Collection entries
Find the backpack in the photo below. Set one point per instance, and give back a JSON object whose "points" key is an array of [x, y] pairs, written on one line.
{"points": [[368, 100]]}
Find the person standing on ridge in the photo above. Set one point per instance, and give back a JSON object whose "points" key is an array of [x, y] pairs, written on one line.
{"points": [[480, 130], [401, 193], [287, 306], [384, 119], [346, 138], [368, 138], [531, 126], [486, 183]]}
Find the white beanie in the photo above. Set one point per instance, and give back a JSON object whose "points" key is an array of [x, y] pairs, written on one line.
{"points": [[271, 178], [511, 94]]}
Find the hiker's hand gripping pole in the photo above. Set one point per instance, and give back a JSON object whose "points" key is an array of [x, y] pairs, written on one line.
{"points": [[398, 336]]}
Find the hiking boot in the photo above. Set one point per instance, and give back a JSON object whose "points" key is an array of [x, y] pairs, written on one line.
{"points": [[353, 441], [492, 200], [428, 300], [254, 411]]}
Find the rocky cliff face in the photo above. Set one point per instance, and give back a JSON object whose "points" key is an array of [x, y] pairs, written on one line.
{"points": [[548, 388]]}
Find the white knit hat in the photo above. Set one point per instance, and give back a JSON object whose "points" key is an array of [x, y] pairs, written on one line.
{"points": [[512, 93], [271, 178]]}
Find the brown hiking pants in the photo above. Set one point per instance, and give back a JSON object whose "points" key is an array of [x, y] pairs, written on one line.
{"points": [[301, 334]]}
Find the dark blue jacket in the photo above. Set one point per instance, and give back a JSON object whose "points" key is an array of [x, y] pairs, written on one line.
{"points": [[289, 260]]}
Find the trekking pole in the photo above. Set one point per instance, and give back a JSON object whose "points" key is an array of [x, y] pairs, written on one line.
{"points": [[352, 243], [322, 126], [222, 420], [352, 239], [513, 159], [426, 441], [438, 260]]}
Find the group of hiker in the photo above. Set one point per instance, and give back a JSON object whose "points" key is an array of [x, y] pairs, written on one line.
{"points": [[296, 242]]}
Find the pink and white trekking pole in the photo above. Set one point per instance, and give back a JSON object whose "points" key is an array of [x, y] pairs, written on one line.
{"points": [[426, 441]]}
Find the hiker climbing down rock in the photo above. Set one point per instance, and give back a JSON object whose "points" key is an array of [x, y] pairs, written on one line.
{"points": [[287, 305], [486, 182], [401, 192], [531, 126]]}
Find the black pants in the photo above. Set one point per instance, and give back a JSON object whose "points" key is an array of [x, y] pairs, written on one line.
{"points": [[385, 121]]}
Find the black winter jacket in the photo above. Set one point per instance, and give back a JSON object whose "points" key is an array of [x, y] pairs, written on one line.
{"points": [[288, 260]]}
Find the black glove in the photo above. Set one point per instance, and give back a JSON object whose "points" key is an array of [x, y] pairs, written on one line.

• PROBLEM TO SOLVE: Type the material above out again, exactly.

• RESULT FOR THIS EXERCISE:
Find the backpack in the photo below. Set one point per instance, and give back a JSON object whose "points" key is an array of [x, y] pairs, written on one line.
{"points": [[368, 100]]}
Find the person standing on ridge in the photo above. Set one point per instance, and give back a JSON object whose "points" key is an array of [x, y] pairs, written on one line.
{"points": [[480, 130], [401, 193], [287, 306], [384, 119], [346, 138], [368, 138], [531, 126], [486, 183]]}
Find the white beanie in the photo above. Set one point per instance, and give back a JSON object whose "points" key is an array of [x, y] pairs, written on one line.
{"points": [[271, 178], [511, 94]]}
Find the hiker's hand gripping pole in the photo above. Set one point per instance, and give back a JSON object whose "points" key is an array of [x, y] pairs, written on one line.
{"points": [[398, 336]]}
Find the hiking boot in the photo above. Set one point per instance, and give back a JSON object whose "points" key is an array of [x, y] pairs, written on one line.
{"points": [[353, 441], [492, 200], [428, 300], [254, 411]]}
Find the rocky cliff face in the photo above. Set one point per instance, and give back a JSON object whose "points" key is an array of [x, y] pairs, written on one line.
{"points": [[548, 388]]}
Find the white knit hat in the photo above. Set one point per instance, and give back a JSON object whose "points" key is an array of [x, y] pairs, written on one line.
{"points": [[512, 93], [271, 178]]}
Find the brown hiking pants in the photo above. Set one point per instance, and give back a JSON object whose "points" key is an array of [x, y] pairs, written on one line.
{"points": [[301, 334]]}
Find the dark blue jacket in the photo above. Set one point per instance, and give back a JSON object whose "points" key is an array of [x, y] pairs, written on one line.
{"points": [[289, 260]]}
Find the trekking pole in the photo above. Set one point per instance, and give back a JSON object whose "points" key is an array of [x, y] pairs, written on one line.
{"points": [[352, 243], [322, 126], [222, 420], [352, 239], [513, 159], [426, 441], [438, 260]]}
Find the group of hiker in the photo above. Set one point per instance, and give back a JSON object whose "points" key is an array of [x, y] pairs, written on one line.
{"points": [[296, 242]]}
Find the pink and white trekking pole in the photo above. Set one point per instance, and give back a JSON object whose "points" key is an array of [x, y] pairs, written on one line.
{"points": [[426, 441]]}
Find the hiker climbing down rock in the photo above. Set one point per instance, and give back a JSON object whose "points" key is an array of [x, y] pairs, written on one line.
{"points": [[287, 305], [486, 182], [401, 192], [531, 126]]}
Find the black pants in the photo above. Set one point per instance, and give back a JSON object whose "points" key is an array of [x, y] pairs, written on one line.
{"points": [[385, 121]]}
Find the black winter jacket in the photo above. Set one point per instance, and give back a JSON object whose "points" key is an array of [x, y] pairs, written on one line.
{"points": [[288, 260]]}
Find the black glove in the photo above. Set one point per instance, and give back a JSON object whose "points" key is an array of [x, y] pairs, written on one line.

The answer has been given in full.